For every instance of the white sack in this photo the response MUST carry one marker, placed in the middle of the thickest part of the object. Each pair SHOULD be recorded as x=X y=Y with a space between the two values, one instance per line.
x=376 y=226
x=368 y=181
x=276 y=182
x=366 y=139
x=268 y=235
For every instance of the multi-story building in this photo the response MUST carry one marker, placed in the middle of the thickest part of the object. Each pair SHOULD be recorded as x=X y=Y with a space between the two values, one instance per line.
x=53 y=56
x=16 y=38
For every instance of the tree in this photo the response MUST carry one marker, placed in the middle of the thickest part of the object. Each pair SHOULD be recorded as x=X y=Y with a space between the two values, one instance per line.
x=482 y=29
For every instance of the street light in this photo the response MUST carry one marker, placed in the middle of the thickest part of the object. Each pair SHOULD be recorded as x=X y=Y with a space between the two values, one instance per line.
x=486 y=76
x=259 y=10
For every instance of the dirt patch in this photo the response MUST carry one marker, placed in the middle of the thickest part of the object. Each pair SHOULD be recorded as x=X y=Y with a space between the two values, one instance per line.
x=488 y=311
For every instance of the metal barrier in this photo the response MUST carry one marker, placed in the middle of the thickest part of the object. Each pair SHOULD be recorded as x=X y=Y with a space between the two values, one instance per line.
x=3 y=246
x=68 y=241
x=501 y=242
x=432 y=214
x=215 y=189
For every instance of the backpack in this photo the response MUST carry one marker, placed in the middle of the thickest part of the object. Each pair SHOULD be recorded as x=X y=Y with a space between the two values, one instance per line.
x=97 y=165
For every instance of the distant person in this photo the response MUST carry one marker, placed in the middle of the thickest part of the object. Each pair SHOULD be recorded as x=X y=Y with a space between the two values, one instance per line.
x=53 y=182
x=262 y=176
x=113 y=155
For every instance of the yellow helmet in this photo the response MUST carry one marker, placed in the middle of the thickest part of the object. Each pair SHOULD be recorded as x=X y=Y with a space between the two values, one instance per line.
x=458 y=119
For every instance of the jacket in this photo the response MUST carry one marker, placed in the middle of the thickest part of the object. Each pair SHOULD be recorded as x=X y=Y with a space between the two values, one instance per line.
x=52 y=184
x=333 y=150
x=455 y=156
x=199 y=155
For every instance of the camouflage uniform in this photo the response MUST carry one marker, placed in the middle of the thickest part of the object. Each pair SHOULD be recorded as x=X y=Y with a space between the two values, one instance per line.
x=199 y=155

→ Task directions:
The entries above are to be retyped exactly.

→ Expected answer:
For every instance of the white sack in this photo the response MUST carry one marker, placed in the middle of the thickest part of the object. Each pair SHOULD be recorded as x=X y=Y with a space between the two values, one instance per line.
x=376 y=226
x=368 y=181
x=276 y=182
x=366 y=139
x=268 y=235
For every instance of the multi-story building in this photo the response MUST carry one marker, placed in the middle of the thickest part of the object. Each pair SHOULD be recorded as x=X y=Y with a space between the two values, one instance per line.
x=53 y=56
x=16 y=38
For every instance of the tree in this photo the response MUST carry one marker, placed in the middle of the thickest part of the object. Each pair SHOULD be recorded as x=X y=Y with a space between the two values, one instance per line.
x=482 y=29
For every instance of the street light in this photo the response MUST carry one marker, placed in the middle of the thickest part of the object. Each pair SHOULD be recorded as x=X y=Y with a space between the two values, one instance per line.
x=486 y=76
x=259 y=10
For every instance of the dirt patch in this photo the response MUST carry one marker, placed in the middle of the thickest part of the object. Each pair SHOULD be recorded as x=X y=Y with a space between the two values, one instance per line.
x=488 y=311
For every instance of the metal barrier in this photo the response MUST carry one marker, placed in the middle of the thickest part of the object. Each pair SHOULD be recorded as x=X y=Y with a space between the two values, one instance per line.
x=3 y=246
x=68 y=241
x=501 y=242
x=432 y=214
x=215 y=189
For every instance of the backpack in this photo the response MUST carry one marker, placed in the middle of the thickest part of the object. Each pair SHOULD be recorded as x=X y=Y with a space between the two values, one instance per line.
x=97 y=165
For every instance of the distant person in this photo the response MUST carry one marker, placed in the middle of the thickest part of the object. Each pair SHOULD be recorded as x=X y=Y with a space between the two values, one instance per line.
x=53 y=182
x=262 y=176
x=113 y=155
For every instance of the yellow helmet in this photo the response MUST carry one marker, placed in the middle of the thickest part of the object. Each pair SHOULD be recorded as x=X y=Y with a space between the two values, one instance per line.
x=458 y=119
For every instance of the jacket in this photo the response MUST carry one marker, placed in the middle of the thickest part of the object. Each pair SHOULD be recorded as x=X y=Y with a space between the two values, one instance per line.
x=52 y=184
x=333 y=150
x=455 y=156
x=199 y=155
For every instance of the camouflage uniform in this photo the response MUST carry one marker, placed in the middle of the thickest part of the object. Each pair SHOULD be recorded as x=X y=Y with a space between the two values, one instance per line.
x=199 y=155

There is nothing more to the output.